EXCERPTED PASSAGE:
The main issue with such setup lies in the fact that it is really difficult to couple a large N.A beam into the Single-Mode fiber input of the ZOOM Spectra instrument. For this reason, the use of a multimode scrambling system such as the one presented in the two previous articles seems a convenient way to allow the VCSEL characterization with ZOOM Spectra.  To illustrate this, a comparison between measurement performed with and without scrambling system has been carried out.

Direct VCSEL to ZOOM Spectra coupling

In a first experiment a VCSEL laser has been coupled into a multimode fiber which was directly plugged into the ZOOM Spectra input. The typical output spectrum as measured by ZOOM Spectra is the following:

Video 1: Video of a VCSEL Spectrum as measurement by a ZOOM Spectra with a MMF to SMF direct coupling

VCSEL to ZOOM Spectra coupling through a scrambling system

In a second set of experiment, a spatial scrambling system – the Multimode Scrambler – SpeckleFreeTM (MMS-201)  by General Photonics (see Figure 3) – has been added to the coupling setup in order to more efficiently perform the MMF to SMF coupling so as to prevent any spectral loses.

DATASET EXTRACT:
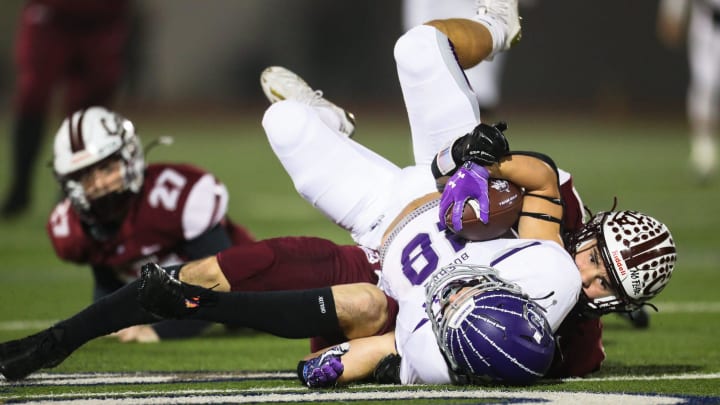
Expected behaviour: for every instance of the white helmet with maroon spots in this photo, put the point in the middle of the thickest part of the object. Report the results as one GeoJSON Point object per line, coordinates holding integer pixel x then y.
{"type": "Point", "coordinates": [86, 138]}
{"type": "Point", "coordinates": [639, 253]}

GOAL: Reproduce, word for word, the stretch of the VCSEL coupling passage from "In a first experiment" through "any spectral loses.".

TASK RESULT:
In a first experiment a VCSEL laser has been coupled into a multimode fiber which was directly plugged into the ZOOM Spectra input. The typical output spectrum as measured by ZOOM Spectra is the following:

Video 1: Video of a VCSEL Spectrum as measurement by a ZOOM Spectra with a MMF to SMF direct coupling

VCSEL to ZOOM Spectra coupling through a scrambling system

In a second set of experiment, a spatial scrambling system – the Multimode Scrambler – SpeckleFreeTM (MMS-201)  by General Photonics (see Figure 3) – has been added to the coupling setup in order to more efficiently perform the MMF to SMF coupling so as to prevent any spectral loses.